### Records provided
+===+

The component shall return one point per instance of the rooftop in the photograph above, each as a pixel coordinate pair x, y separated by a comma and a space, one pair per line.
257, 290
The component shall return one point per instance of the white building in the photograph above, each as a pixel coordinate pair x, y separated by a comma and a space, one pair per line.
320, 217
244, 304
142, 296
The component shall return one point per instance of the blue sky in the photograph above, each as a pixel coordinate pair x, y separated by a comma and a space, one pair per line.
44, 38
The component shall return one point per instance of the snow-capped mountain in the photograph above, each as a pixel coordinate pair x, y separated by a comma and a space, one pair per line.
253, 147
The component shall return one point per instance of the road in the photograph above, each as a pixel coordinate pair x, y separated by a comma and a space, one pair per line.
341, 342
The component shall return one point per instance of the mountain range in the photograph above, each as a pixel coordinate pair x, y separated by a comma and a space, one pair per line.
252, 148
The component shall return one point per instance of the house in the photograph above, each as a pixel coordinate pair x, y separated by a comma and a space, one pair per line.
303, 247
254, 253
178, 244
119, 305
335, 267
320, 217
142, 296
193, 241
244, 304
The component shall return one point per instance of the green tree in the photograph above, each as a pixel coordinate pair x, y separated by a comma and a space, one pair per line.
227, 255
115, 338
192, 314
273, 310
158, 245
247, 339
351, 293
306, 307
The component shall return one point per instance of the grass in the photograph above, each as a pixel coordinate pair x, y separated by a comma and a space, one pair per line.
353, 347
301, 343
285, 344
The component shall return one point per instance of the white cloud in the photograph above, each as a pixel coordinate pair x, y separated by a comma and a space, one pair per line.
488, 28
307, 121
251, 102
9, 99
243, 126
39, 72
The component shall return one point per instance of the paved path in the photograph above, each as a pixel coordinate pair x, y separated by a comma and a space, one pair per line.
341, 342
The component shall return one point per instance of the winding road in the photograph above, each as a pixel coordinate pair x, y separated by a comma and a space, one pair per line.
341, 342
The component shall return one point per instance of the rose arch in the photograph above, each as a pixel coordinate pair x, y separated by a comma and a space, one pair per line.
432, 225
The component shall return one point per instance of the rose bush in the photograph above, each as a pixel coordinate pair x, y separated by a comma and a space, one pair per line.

+===+

### Prompt
All of the records above are to be repeated exactly.

### Written response
The component shall return one point per instance of the rooftop in the photograph above, each as a pixel coordinate pair x, y separated by a comma and a space, one pair per line.
257, 290
The component shall return one point per instance of the white building in the photograph above, each as a pixel coordinate pair x, y separated by a comma and a space, one pair per line.
320, 217
244, 304
142, 296
The component shall return one point per instance of the blue sky in the photograph above, each as a pixel coordinate pair x, y separated by a comma and a space, one pair per line.
44, 38
The component shall return one point per instance of the snow-capped mountain in the photograph above, each as a pixel coordinate pair x, y separated by a comma and a space, one pair per line.
253, 147
The component shall return one point per instance of the road in the photograph above, each as a pixel coordinate pair x, y separated by a comma and a space, one pair per line.
341, 342
The component shall return one point per instance of the mountain range in the photograph above, each as a pixel coordinate pair x, y separated by a comma and a space, one pair per line.
252, 148
The component shall return one point per instance of the house in the photograph above, each as a pixel coordinate pair x, y separated by a comma and a space, one pair per line.
303, 247
254, 253
178, 244
119, 305
335, 267
320, 217
142, 296
193, 241
244, 304
The component shall return one point per instance of the green tree in the photograph above, each as a pixel coordinate pair x, y separated by a comma and a space, one pair per line.
227, 255
115, 338
192, 314
273, 310
158, 245
247, 339
351, 293
306, 307
The component shall return one point per instance of the grass in the photograph above, each as a pixel coordinate pair x, y separated by a comma and a space, one pair per line.
353, 347
301, 343
285, 344
The component shall return one point per instance of the white cloud in the photograph above, each as a pixel coordinate pair x, y separated by a comma and a space, one pair per line.
488, 28
307, 121
251, 102
9, 99
243, 126
39, 72
The component shall return one point per instance of the paved path in the photograph above, each as a pixel coordinate pair x, y separated by a comma and a space, one pair per line.
341, 342
The component shall return one point per instance of the winding road in the photograph above, each as a pixel coordinate pair x, y separated by a comma and a space, one pair per line.
341, 342
The component shall return one point per instance of the rose arch in the photograph above, each as a pixel coordinate pair x, y separated by a comma and a space, one pair per line.
432, 225
The component shall return one point per instance of the rose bush in the photograph above, each as a pixel coordinate pair x, y separated by a comma and a space, one pair per line.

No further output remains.